**TEXT SEGMENT:**
-------------------------
Furthermore, filter plate units are generally configured to achieving low pressure los and optimize filter capacity relative to the size of the filter plates.


DESCRIPTION OF INVENTION

It is an object of the present invention to provide a filter plate assembly that solves one or more of the above problems.


This is achieved by a filter plate assembly, wherein said filter plate comprises at least a first and a second permeate exit and where each internal permeate channel extends from said first permeate exit to said second permeate exit, said perforations comprise slits or holes, said slits or holes are formed conically with smaller opening to outside the filter plate and widening up towards the internal permeate channels.


Hereby it is achieved the possibility to clean the permeate side of the filter plate by flushing of cleaning media from first permeate exit to second permeate exit, and the permeate site will avoid blockage of flow, and the conical form support a pressure gradient between retentate and permeate, while allowing for flush flow in the permeate channel.


At the same time the said permeate channels and connected exits allows for unimpeding drainage of permeate improving flux of filtration area.


In an embodiment, said at least two permeate exits extends transversely to said planar surface of said filter plate. The perpendicular exits allow for a large access area to the permeate channels and thus high flow speeds between the two exits during cleaning operation, and at the same time the large channels reduces counter pressure of permeate exit.


In an embodiment, said filter plate comprises a protrusion, said protrusion constitute said permeate exits. The protrusions, when the filter plates are stacked together, form the permeate exit, keeping the number of parts to a minimal.
-------------------------
**WRITTEN TASKS:**
- a) In the filter plate description, what advantages are attributed to the perpendicular exits?
- b) Revise the filter plate description between "Furthermore, filter plate" and "internal permeate channels.", inclusive, so that "filter plate assembly" becomes "filtration module".

**Coordinate labeling data:**
-------------------------
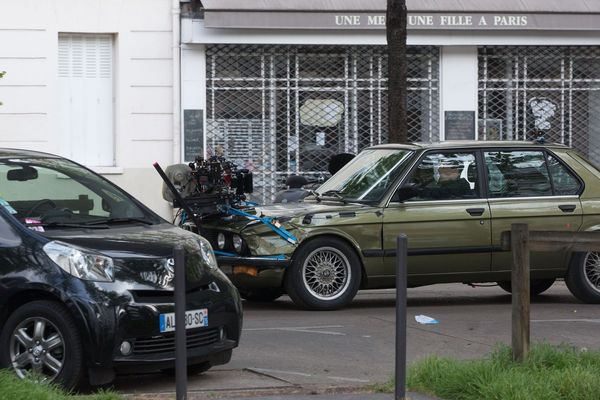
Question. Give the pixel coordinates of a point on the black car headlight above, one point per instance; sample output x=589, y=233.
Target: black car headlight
x=81, y=263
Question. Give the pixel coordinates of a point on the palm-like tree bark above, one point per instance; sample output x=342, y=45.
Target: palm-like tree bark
x=396, y=40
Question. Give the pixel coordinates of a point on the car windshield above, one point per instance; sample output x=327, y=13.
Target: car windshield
x=57, y=192
x=367, y=177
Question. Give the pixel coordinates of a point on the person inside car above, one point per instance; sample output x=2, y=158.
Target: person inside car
x=450, y=183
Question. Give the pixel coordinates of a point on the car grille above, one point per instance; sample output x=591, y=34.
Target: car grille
x=166, y=341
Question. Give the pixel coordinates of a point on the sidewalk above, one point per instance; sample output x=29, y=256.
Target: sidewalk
x=359, y=396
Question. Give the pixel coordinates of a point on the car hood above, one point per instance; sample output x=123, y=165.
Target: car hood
x=294, y=214
x=143, y=255
x=295, y=210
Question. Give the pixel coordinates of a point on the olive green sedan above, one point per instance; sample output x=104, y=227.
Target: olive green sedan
x=452, y=199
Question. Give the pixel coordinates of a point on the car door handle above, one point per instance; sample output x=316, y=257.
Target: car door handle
x=567, y=207
x=475, y=212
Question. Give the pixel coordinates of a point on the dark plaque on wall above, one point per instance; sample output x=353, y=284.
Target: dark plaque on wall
x=193, y=134
x=459, y=125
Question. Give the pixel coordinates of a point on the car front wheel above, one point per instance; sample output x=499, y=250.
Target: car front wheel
x=325, y=274
x=583, y=277
x=40, y=341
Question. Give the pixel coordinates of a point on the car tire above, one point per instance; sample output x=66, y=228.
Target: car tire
x=264, y=295
x=58, y=354
x=583, y=277
x=325, y=274
x=536, y=286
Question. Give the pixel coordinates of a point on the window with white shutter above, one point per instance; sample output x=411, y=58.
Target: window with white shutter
x=85, y=75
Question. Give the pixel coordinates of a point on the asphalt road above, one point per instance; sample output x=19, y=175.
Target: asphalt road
x=283, y=347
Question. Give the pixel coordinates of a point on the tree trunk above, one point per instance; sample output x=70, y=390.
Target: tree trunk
x=396, y=39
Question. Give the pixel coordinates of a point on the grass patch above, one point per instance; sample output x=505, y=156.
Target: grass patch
x=551, y=372
x=14, y=388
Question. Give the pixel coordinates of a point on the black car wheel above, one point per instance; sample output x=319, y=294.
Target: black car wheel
x=40, y=340
x=261, y=295
x=325, y=274
x=536, y=286
x=583, y=277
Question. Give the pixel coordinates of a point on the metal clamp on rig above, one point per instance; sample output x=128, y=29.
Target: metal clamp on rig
x=204, y=188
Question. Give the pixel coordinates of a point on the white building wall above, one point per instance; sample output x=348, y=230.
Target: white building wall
x=193, y=81
x=143, y=82
x=458, y=81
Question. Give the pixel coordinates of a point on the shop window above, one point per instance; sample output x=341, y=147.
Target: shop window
x=85, y=86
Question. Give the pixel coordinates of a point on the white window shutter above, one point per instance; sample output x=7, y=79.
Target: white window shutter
x=85, y=71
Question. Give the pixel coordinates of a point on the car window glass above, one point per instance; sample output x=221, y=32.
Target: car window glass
x=8, y=236
x=517, y=174
x=564, y=181
x=442, y=176
x=53, y=190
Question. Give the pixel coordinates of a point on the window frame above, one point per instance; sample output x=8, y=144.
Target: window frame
x=546, y=152
x=483, y=194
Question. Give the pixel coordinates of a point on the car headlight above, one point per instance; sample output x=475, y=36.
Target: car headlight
x=237, y=243
x=207, y=254
x=81, y=263
x=221, y=241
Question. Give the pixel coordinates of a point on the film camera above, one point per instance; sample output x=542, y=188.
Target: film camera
x=205, y=185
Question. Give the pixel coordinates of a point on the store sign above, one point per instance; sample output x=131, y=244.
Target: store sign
x=438, y=21
x=416, y=21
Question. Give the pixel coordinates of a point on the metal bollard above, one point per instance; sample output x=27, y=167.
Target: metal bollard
x=180, y=336
x=401, y=273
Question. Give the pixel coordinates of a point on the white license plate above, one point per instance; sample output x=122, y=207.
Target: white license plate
x=193, y=319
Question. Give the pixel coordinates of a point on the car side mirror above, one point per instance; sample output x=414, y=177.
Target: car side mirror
x=25, y=173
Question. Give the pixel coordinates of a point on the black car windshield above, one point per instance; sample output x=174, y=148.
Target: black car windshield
x=367, y=177
x=55, y=192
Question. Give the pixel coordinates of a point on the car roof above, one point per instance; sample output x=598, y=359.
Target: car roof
x=15, y=153
x=451, y=144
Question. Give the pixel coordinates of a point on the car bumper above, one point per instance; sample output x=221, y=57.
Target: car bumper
x=134, y=318
x=254, y=272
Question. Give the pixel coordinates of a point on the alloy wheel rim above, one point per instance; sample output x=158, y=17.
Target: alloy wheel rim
x=326, y=273
x=37, y=349
x=591, y=269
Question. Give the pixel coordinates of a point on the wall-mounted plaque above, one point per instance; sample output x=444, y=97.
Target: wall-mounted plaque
x=459, y=125
x=193, y=134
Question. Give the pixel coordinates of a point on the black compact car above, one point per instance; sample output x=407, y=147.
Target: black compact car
x=86, y=279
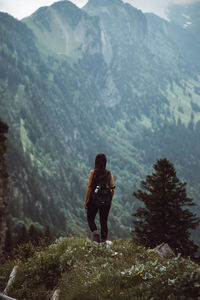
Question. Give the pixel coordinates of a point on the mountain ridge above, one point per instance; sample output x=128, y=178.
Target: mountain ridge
x=135, y=101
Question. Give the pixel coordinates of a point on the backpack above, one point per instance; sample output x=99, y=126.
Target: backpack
x=101, y=194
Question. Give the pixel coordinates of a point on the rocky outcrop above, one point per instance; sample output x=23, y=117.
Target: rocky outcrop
x=4, y=191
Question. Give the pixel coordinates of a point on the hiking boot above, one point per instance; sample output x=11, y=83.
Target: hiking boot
x=103, y=239
x=96, y=236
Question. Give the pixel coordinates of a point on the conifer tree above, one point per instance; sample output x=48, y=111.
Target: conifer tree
x=4, y=189
x=165, y=216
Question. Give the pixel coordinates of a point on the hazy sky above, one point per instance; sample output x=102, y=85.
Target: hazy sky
x=23, y=8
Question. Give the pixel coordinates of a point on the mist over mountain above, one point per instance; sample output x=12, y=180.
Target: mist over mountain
x=105, y=78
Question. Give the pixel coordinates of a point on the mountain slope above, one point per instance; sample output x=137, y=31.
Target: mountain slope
x=106, y=78
x=187, y=16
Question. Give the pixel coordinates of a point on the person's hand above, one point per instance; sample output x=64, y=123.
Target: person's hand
x=85, y=204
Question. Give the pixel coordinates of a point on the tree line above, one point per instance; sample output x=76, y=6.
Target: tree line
x=163, y=217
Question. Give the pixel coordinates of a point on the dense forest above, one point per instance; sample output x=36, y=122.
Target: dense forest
x=105, y=78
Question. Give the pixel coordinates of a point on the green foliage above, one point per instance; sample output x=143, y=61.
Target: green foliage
x=165, y=217
x=119, y=86
x=82, y=269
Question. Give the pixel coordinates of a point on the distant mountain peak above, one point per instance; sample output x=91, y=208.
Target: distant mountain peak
x=105, y=2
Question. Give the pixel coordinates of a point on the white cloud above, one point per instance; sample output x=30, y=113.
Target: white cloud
x=23, y=8
x=158, y=7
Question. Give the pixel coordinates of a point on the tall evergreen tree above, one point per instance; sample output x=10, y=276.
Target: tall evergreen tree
x=165, y=216
x=4, y=190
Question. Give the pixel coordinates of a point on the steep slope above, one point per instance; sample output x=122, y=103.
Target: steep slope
x=187, y=16
x=107, y=78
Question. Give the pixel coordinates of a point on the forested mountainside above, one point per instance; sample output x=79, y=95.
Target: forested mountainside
x=105, y=78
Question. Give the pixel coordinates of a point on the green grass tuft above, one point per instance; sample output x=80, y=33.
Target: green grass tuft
x=83, y=269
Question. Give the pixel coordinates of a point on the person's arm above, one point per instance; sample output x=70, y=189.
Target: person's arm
x=89, y=188
x=112, y=184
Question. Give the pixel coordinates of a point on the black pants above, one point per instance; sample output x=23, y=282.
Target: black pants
x=103, y=213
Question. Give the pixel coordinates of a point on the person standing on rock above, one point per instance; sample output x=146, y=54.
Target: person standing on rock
x=99, y=195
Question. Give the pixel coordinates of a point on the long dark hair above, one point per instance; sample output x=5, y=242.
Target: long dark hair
x=100, y=172
x=100, y=162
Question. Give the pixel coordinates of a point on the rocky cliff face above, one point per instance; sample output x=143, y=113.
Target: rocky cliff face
x=106, y=78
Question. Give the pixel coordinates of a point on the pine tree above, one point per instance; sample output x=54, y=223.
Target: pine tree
x=165, y=216
x=4, y=188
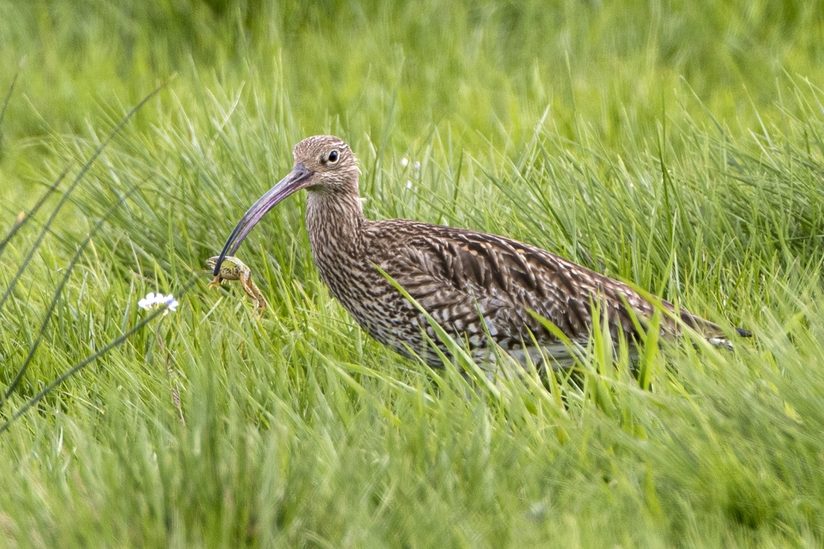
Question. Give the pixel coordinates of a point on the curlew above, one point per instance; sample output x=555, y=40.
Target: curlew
x=482, y=289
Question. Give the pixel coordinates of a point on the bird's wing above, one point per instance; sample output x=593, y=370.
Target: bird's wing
x=456, y=275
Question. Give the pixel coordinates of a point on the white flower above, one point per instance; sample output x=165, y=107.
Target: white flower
x=154, y=300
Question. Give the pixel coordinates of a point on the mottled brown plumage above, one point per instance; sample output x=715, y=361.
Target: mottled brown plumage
x=478, y=287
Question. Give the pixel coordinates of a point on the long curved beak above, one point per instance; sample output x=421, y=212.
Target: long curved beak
x=287, y=186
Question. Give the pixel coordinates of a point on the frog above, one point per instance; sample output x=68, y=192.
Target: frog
x=233, y=269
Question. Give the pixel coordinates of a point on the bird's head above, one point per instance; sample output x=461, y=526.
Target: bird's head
x=323, y=164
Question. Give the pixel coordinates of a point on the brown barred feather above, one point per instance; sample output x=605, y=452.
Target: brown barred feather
x=481, y=288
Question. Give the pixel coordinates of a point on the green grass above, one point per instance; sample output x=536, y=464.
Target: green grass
x=679, y=146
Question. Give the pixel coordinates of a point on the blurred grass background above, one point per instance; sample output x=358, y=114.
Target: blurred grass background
x=675, y=144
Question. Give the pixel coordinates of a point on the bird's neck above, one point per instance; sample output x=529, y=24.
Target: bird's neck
x=334, y=221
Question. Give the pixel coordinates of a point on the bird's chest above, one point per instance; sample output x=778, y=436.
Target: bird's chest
x=364, y=292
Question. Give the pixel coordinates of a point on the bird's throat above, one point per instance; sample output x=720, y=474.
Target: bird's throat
x=334, y=222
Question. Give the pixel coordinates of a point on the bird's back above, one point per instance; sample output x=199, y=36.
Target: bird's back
x=479, y=287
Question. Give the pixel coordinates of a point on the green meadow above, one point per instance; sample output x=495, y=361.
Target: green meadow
x=676, y=145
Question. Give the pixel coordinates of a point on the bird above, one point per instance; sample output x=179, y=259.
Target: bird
x=489, y=293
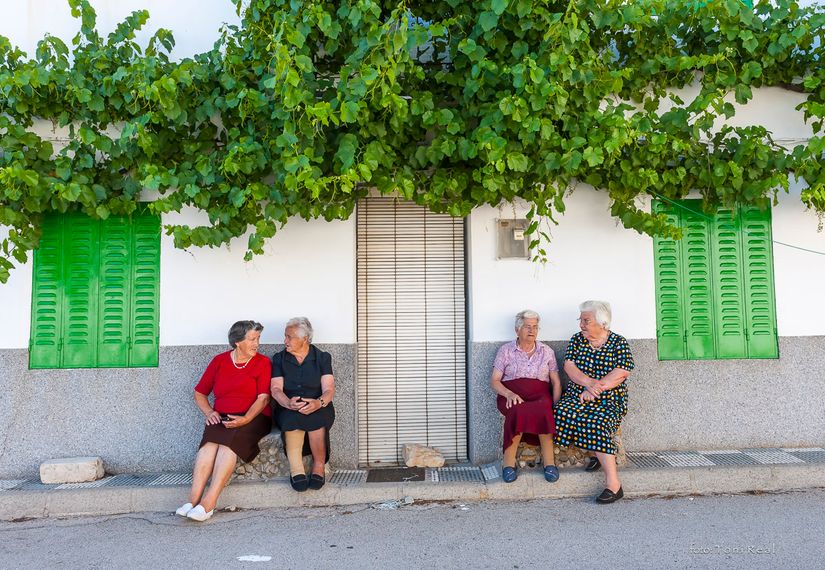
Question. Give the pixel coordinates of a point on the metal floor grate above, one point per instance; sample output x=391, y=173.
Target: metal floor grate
x=348, y=477
x=466, y=474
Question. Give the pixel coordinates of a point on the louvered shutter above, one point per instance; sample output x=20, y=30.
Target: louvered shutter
x=80, y=286
x=728, y=288
x=47, y=297
x=145, y=290
x=114, y=292
x=759, y=286
x=670, y=320
x=411, y=331
x=697, y=271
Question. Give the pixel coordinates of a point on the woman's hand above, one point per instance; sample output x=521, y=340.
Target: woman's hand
x=296, y=403
x=513, y=399
x=235, y=421
x=311, y=406
x=586, y=396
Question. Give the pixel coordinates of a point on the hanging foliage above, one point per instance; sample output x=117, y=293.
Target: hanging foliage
x=305, y=106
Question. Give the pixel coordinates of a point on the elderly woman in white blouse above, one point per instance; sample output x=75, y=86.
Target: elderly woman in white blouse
x=526, y=379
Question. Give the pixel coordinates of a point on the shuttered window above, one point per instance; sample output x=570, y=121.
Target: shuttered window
x=411, y=331
x=95, y=292
x=714, y=287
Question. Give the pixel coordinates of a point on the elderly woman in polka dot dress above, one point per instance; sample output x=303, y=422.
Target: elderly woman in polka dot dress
x=598, y=362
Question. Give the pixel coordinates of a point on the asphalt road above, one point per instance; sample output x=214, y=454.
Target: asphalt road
x=749, y=531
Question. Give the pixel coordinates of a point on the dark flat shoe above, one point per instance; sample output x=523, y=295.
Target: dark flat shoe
x=609, y=496
x=316, y=481
x=299, y=482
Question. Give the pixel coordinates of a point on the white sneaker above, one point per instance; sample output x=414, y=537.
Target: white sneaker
x=199, y=514
x=184, y=510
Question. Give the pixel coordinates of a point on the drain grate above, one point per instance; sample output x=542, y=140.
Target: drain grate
x=172, y=479
x=348, y=477
x=810, y=456
x=396, y=475
x=771, y=456
x=647, y=460
x=463, y=474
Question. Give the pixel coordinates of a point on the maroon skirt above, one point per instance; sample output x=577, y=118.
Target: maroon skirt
x=531, y=418
x=243, y=440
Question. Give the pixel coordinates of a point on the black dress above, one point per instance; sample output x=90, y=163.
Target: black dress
x=303, y=380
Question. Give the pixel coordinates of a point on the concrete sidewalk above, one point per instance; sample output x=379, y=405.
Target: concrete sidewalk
x=671, y=473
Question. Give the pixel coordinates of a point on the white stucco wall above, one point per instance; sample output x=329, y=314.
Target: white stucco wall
x=592, y=257
x=195, y=23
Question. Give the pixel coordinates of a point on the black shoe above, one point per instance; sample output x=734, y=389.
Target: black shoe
x=316, y=481
x=299, y=482
x=609, y=496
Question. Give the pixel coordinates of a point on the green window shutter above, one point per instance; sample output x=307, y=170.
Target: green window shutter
x=728, y=289
x=670, y=320
x=47, y=297
x=697, y=271
x=145, y=290
x=80, y=285
x=759, y=287
x=114, y=292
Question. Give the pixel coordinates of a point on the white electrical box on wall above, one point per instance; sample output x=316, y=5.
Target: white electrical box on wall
x=511, y=243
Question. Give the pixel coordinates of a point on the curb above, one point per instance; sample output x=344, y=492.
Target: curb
x=637, y=483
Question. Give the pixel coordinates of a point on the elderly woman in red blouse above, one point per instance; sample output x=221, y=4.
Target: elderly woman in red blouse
x=236, y=421
x=526, y=379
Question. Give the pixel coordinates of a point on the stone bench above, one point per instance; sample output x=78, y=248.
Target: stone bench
x=270, y=463
x=530, y=455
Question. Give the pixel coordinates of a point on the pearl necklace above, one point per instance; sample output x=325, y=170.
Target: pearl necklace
x=232, y=356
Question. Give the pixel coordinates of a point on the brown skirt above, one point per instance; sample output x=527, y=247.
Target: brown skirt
x=243, y=440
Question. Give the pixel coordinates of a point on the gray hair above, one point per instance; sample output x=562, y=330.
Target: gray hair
x=237, y=332
x=525, y=314
x=303, y=325
x=600, y=310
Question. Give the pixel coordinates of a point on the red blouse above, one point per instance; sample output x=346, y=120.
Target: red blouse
-------------------------
**RESPONSES PER TASK:**
- a)
- A large access area to the permeate channels
- High flow speeds between the two exits during cleaning operation
- Reduced counter pressure of permeate exit, from the large channels

- b)
Furthermore, filter plate units are generally configured to achieving low pressure los and optimize filter capacity relative to the size of the filter plates.


DESCRIPTION OF INVENTION

It is an object of the present invention to provide a filtration module that solves one or more of the above problems.


This is achieved by a filtration module, wherein said filter plate comprises at least a first and a second permeate exit and where each internal permeate channel extends from said first permeate exit to said second permeate exit, said perforations comprise slits or holes, said slits or holes are formed conically with smaller opening to outside the filter plate and widening up towards the internal permeate channels.